### TASK PROMPT
If a line includes "trees", copy it out of the entries.

-------- EXERCISE INPUTS --------

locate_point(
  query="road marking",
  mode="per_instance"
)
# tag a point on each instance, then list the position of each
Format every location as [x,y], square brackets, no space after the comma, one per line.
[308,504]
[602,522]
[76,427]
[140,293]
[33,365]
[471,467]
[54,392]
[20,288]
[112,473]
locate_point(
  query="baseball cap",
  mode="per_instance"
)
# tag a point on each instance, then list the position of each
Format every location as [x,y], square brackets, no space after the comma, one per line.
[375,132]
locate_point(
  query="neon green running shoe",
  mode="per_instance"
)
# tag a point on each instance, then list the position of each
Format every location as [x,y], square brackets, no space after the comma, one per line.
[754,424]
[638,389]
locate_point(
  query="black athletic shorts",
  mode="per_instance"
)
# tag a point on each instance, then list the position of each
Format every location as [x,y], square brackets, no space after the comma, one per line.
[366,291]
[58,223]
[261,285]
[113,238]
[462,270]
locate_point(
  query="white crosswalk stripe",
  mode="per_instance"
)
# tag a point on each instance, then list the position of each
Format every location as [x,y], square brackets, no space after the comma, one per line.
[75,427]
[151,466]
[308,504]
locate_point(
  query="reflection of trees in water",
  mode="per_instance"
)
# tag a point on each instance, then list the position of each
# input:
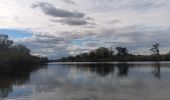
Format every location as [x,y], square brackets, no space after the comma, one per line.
[123,69]
[157,70]
[10,77]
[106,69]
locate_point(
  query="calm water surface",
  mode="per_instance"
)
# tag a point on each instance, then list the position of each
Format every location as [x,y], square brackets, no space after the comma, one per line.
[89,81]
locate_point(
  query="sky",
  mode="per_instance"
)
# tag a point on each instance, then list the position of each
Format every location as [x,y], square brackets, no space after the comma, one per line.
[58,28]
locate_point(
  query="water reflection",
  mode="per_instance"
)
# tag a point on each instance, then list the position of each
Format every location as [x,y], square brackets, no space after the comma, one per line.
[15,76]
[157,70]
[91,78]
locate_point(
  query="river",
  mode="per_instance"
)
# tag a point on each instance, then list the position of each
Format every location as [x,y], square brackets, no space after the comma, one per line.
[89,81]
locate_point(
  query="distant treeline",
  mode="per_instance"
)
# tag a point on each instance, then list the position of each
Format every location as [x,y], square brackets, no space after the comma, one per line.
[12,54]
[103,54]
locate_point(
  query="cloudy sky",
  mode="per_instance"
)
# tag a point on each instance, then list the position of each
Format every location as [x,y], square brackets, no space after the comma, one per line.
[57,28]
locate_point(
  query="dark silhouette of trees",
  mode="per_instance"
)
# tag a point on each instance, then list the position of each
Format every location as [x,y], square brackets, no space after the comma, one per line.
[122,54]
[121,51]
[155,51]
[16,54]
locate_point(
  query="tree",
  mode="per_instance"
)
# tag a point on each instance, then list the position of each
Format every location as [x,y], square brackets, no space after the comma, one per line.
[155,49]
[121,51]
[5,43]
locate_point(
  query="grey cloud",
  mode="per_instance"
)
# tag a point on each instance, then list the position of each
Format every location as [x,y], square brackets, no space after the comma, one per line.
[72,21]
[69,2]
[50,10]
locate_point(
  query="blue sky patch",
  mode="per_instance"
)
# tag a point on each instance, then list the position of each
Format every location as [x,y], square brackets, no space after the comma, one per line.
[14,33]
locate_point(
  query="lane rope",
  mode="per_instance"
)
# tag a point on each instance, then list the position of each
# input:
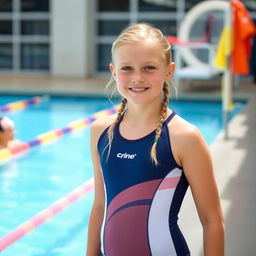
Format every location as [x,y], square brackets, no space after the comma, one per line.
[8,154]
[46,214]
[22,104]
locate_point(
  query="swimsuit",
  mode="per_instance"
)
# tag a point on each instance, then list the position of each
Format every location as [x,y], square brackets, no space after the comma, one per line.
[142,199]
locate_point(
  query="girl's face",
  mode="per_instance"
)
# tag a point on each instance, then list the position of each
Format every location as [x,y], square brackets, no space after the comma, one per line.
[140,70]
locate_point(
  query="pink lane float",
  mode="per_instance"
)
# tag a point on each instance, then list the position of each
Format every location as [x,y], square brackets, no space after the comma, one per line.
[45,214]
[22,104]
[9,153]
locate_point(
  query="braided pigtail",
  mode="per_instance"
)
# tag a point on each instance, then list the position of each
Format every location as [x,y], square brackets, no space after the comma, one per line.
[164,107]
[112,126]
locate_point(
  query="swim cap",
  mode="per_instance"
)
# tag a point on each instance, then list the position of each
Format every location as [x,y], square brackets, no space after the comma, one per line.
[6,123]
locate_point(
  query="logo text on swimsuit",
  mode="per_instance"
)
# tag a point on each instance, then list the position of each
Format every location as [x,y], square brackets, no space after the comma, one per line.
[126,155]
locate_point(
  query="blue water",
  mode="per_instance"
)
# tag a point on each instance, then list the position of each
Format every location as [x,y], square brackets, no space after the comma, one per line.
[36,180]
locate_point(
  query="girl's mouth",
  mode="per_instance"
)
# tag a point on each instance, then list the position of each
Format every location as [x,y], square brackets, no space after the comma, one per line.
[138,89]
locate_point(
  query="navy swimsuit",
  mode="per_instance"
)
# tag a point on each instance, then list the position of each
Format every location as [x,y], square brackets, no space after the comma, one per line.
[142,200]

--------

### EXPECTED ANSWER
  query="reflection of trees in water",
  query="dark silhouette of trees",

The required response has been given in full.